*** Data for the task ***

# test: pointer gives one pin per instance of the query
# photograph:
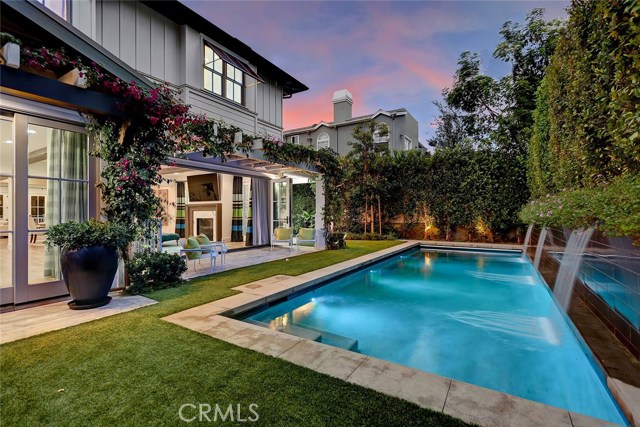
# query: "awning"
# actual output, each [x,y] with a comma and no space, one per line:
[230,59]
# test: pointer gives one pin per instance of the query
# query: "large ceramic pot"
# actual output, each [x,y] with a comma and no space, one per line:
[88,274]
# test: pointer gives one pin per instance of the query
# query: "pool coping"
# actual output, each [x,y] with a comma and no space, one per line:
[468,402]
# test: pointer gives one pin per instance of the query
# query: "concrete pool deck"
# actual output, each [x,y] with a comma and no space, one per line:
[468,402]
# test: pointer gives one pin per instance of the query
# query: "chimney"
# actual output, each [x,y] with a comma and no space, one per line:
[342,102]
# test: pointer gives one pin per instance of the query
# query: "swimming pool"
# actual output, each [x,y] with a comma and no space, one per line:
[483,318]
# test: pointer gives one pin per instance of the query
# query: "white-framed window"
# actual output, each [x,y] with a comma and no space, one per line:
[62,8]
[381,133]
[38,205]
[323,141]
[408,143]
[221,77]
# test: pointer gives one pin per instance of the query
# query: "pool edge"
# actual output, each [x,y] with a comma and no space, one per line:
[466,401]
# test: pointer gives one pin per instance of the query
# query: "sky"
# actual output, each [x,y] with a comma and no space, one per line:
[388,54]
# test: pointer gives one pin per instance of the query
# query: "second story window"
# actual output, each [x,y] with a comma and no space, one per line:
[62,8]
[381,133]
[213,71]
[323,141]
[235,82]
[408,143]
[221,77]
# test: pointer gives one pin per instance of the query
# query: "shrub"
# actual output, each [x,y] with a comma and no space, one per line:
[149,271]
[370,236]
[76,235]
[336,240]
[614,207]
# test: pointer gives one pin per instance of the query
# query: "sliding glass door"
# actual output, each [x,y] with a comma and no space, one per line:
[6,210]
[46,184]
[281,214]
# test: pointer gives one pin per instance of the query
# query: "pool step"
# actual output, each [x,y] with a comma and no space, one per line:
[291,330]
[336,340]
[313,334]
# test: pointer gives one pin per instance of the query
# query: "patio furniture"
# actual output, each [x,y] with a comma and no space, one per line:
[193,251]
[220,247]
[282,235]
[306,236]
[33,225]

***

§ To be done: Count the lines in the entries above that contain the string "pool", matching case exactly, and state only the number.

§ Task solution: 5